## Assignment 1
List every city or country named in the news passage below.

Officials declined to give details of the three days of closed-door meetings, held at a Geneva hotel and not at the U.N.'s European headquarters, saying they were part of contingency planning for a conflict they hoped could still be avoided.

"We still hope there will be no war in Iraq. It is the responsibility of all responsible organisations to prepare for any eventuality," World Health Organisation spokeswoman Fadela Chaib told journalists.

U.N. sources said Cyprus emerged as the likely coordinating centre for relief operations at the meeting, organised by the U.N. Office for the Coordination of Humanitarian Affairs (OCHA).

It was attended by U.N. relief agencies including the U.N. refugee agency UNHCR and the WHO. The Swiss-run International Committee of the Red Cross (ICRC) sent observers.

The United Nations appealed in December for $37.4 million to set up stocks of food and other supplies in case of war.

## Material for this exercise
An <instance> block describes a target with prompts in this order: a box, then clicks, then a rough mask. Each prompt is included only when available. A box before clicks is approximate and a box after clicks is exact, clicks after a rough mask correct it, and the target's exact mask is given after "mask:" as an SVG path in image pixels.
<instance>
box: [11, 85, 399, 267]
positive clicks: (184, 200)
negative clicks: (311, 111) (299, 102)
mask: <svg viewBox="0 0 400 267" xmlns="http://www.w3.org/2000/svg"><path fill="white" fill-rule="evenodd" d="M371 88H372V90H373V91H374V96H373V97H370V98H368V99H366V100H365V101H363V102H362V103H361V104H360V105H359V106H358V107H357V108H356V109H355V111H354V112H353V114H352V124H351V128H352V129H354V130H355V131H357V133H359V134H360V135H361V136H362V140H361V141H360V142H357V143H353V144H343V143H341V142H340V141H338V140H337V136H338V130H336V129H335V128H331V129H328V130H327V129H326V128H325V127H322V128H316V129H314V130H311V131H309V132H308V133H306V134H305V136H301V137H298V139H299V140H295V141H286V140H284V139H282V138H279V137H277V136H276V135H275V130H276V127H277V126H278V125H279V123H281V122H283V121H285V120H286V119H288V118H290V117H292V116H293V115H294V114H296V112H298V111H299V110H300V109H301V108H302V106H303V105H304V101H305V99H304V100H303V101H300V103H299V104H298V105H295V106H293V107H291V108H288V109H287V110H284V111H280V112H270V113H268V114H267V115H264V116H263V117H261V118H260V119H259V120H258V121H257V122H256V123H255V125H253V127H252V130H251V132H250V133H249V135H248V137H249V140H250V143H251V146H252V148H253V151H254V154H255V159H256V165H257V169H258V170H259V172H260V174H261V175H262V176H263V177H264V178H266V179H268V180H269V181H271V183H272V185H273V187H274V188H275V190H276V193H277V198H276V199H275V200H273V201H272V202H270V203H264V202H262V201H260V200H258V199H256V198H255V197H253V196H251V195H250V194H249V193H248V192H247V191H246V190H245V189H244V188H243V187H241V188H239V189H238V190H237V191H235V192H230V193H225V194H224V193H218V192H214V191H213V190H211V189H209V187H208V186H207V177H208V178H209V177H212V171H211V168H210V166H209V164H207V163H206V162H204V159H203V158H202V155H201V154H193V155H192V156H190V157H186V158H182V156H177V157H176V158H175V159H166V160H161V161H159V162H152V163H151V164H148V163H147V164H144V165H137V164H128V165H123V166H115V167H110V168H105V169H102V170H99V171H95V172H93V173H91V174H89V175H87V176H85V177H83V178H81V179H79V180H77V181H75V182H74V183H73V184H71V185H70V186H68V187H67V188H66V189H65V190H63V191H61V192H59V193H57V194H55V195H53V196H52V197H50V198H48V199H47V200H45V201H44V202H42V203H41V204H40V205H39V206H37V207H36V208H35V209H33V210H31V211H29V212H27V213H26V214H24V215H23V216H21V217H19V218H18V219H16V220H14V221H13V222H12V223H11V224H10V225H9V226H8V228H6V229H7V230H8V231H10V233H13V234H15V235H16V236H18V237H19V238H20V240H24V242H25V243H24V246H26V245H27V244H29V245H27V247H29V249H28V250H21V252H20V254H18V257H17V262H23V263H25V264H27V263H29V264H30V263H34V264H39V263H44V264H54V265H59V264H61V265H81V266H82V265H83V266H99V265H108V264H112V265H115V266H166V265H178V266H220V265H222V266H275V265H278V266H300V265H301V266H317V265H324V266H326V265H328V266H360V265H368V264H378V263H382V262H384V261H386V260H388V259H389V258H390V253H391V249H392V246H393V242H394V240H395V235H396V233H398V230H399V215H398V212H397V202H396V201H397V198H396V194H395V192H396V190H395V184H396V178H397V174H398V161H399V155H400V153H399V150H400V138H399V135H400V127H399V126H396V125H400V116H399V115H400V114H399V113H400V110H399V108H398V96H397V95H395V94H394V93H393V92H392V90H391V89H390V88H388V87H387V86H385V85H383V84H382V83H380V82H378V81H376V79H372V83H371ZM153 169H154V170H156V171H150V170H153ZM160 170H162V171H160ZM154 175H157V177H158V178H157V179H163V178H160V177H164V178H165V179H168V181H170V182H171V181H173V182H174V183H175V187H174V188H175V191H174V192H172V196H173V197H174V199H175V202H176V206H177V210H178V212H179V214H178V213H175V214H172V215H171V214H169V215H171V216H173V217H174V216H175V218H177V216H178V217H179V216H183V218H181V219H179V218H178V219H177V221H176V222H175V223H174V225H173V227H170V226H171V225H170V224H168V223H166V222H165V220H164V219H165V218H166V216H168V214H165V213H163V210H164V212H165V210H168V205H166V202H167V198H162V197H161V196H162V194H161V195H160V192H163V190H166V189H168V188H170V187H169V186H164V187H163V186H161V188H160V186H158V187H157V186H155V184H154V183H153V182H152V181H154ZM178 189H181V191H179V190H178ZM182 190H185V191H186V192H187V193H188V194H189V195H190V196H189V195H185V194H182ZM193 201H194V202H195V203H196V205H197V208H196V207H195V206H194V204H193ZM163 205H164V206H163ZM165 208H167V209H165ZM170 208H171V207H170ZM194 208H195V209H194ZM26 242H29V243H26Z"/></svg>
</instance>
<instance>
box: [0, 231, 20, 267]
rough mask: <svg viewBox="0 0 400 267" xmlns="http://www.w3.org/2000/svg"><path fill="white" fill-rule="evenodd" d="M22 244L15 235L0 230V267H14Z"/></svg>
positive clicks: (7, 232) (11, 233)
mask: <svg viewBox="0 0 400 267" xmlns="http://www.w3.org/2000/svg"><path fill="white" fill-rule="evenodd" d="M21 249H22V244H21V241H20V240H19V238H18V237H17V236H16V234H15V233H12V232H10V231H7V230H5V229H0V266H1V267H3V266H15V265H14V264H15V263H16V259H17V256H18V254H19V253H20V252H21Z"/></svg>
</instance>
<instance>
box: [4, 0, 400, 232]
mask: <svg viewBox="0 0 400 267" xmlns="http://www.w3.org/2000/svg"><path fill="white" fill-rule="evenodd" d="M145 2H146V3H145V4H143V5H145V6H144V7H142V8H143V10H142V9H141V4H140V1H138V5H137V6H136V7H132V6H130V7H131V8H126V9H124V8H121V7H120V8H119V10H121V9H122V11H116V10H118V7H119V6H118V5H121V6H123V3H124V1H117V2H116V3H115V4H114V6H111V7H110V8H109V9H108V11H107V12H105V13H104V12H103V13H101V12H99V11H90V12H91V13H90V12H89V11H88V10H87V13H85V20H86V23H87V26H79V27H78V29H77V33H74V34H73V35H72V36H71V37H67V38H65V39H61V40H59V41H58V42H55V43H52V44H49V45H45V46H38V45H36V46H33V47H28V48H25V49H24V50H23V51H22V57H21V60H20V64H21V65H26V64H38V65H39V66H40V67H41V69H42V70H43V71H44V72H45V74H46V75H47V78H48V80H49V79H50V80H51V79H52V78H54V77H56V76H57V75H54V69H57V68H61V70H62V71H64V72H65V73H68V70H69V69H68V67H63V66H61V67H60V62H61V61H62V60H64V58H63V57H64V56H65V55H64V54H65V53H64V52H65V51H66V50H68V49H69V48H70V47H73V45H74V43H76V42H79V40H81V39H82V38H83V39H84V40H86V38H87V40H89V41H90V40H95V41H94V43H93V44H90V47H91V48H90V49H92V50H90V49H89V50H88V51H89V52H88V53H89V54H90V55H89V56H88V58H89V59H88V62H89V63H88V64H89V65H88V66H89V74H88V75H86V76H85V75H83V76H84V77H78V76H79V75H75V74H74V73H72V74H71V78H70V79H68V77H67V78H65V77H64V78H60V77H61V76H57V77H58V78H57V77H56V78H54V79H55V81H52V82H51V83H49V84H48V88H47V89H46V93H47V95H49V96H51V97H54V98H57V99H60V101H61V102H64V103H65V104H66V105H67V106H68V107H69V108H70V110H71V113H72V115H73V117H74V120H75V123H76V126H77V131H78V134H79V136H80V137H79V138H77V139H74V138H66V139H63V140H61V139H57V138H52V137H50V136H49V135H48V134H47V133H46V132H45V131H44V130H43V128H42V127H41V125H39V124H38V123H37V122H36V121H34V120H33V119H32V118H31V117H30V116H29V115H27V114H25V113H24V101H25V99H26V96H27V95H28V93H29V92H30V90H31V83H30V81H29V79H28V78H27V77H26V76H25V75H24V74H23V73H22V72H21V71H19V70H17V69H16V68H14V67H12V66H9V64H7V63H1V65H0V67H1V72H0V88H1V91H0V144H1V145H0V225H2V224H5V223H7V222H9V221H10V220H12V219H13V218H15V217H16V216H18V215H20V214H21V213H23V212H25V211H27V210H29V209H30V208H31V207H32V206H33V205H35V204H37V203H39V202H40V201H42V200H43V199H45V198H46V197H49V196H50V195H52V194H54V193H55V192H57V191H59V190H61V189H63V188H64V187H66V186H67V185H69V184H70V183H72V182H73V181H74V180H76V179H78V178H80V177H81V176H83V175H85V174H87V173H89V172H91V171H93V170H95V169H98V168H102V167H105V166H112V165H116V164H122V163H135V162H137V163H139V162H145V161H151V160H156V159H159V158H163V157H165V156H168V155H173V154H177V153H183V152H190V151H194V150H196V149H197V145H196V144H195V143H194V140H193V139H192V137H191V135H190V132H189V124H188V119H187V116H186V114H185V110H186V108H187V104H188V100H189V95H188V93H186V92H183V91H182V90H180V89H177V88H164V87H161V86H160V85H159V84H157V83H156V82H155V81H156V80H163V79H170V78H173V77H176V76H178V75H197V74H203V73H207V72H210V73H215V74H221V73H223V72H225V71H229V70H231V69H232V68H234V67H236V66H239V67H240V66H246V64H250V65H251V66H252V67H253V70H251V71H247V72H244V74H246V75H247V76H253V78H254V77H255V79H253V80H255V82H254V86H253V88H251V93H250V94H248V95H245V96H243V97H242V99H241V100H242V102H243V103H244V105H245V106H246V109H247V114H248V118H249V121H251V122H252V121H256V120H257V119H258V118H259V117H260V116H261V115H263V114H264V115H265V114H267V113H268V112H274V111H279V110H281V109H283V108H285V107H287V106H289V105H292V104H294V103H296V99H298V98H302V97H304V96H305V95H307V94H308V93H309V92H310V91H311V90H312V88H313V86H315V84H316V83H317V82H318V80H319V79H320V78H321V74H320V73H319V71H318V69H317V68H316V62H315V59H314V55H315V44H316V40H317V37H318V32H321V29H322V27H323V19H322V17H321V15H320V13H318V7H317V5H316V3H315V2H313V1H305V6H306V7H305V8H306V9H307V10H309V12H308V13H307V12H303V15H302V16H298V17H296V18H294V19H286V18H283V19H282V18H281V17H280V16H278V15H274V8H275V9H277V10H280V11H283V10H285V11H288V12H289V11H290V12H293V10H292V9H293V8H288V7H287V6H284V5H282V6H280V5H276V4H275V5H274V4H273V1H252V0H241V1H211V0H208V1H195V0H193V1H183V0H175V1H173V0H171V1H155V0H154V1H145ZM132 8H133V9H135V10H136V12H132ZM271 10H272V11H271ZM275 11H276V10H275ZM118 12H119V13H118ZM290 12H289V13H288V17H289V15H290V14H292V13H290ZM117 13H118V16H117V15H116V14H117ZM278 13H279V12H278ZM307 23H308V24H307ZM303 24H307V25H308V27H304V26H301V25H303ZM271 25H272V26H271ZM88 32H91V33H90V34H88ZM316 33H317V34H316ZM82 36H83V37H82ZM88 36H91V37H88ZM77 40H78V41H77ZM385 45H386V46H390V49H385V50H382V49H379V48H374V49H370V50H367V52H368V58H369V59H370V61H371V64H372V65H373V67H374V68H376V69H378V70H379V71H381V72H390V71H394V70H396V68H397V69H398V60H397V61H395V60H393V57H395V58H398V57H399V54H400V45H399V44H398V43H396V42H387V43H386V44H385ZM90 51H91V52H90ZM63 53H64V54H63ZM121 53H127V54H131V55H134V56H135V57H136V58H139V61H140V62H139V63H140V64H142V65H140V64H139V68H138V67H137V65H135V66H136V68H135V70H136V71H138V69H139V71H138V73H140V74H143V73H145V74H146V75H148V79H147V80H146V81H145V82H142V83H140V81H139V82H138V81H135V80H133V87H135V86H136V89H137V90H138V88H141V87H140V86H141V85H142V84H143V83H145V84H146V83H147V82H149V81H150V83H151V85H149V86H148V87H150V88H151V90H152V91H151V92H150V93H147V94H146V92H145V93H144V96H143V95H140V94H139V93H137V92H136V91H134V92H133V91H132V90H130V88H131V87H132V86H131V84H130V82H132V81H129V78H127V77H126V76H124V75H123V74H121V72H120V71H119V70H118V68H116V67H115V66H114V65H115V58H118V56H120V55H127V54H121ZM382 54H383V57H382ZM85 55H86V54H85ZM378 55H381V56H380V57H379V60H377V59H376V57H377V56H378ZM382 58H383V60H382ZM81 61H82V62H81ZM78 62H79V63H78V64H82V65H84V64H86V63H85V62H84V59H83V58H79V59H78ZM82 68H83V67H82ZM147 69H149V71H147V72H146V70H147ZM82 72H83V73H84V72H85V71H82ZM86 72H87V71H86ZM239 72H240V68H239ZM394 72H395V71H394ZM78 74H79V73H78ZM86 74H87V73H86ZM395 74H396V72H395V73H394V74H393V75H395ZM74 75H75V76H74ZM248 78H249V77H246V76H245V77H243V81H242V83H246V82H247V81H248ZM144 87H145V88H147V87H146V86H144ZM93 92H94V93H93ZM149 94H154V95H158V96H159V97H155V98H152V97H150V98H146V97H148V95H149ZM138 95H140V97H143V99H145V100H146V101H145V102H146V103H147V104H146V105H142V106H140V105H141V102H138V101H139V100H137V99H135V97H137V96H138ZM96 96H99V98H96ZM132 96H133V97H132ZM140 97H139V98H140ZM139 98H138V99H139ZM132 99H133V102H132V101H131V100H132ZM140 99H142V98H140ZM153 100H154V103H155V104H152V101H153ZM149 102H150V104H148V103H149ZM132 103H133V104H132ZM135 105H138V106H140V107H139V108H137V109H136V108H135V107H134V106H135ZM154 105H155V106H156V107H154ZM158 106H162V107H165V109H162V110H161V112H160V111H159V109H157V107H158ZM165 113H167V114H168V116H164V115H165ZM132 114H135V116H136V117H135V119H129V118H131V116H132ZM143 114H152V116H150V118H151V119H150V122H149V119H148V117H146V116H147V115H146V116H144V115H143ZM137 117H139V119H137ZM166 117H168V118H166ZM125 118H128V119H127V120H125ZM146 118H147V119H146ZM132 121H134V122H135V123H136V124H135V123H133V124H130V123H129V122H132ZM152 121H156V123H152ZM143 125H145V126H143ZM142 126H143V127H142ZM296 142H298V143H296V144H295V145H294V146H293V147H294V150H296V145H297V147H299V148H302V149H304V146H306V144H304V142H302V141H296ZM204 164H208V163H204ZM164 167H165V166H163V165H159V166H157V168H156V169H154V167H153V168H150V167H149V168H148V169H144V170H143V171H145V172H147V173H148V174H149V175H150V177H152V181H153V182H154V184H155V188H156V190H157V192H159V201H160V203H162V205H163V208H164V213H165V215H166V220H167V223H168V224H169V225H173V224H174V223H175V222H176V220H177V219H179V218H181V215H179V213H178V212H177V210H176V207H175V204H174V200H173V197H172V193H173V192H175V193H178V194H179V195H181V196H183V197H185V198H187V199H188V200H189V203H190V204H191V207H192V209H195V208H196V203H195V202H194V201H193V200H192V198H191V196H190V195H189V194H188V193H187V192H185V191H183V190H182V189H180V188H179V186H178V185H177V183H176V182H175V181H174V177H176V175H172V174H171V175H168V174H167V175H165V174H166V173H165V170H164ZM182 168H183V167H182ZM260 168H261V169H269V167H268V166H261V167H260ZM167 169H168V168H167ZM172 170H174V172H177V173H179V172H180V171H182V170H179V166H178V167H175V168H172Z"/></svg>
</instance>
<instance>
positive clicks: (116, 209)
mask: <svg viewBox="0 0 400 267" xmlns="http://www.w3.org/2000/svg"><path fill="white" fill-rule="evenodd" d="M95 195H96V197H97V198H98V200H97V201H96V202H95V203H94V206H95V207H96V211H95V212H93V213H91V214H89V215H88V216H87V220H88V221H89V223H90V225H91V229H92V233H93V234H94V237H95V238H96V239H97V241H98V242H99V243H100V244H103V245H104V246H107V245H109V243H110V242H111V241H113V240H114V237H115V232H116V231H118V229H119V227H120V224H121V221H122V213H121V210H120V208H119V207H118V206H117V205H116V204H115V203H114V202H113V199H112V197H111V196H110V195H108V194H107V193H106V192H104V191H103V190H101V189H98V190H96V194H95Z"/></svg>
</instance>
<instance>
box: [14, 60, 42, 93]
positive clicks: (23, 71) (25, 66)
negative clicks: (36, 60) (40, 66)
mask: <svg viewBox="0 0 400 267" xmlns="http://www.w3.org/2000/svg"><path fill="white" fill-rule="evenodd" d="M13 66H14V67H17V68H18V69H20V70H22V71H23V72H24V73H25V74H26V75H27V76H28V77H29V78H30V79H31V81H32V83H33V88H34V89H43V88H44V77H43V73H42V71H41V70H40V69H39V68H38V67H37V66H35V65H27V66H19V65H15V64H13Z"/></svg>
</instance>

## Assignment 2
Transcribe the rows above word for word, starting at their first line and ending at the line that contains "negative clicks: (311, 111) (299, 102)", both lines included.

## Task solution 1
Geneva, Iraq, Cyprus

## Task solution 2
An <instance> block describes a target with prompts in this order: a box, then clicks, then a rough mask. Each prompt is included only when available. A box before clicks is approximate and a box after clicks is exact, clicks after a rough mask correct it, and the target's exact mask is given after "mask:" as an SVG path in image pixels.
<instance>
box: [11, 85, 399, 267]
positive clicks: (184, 200)
negative clicks: (311, 111) (299, 102)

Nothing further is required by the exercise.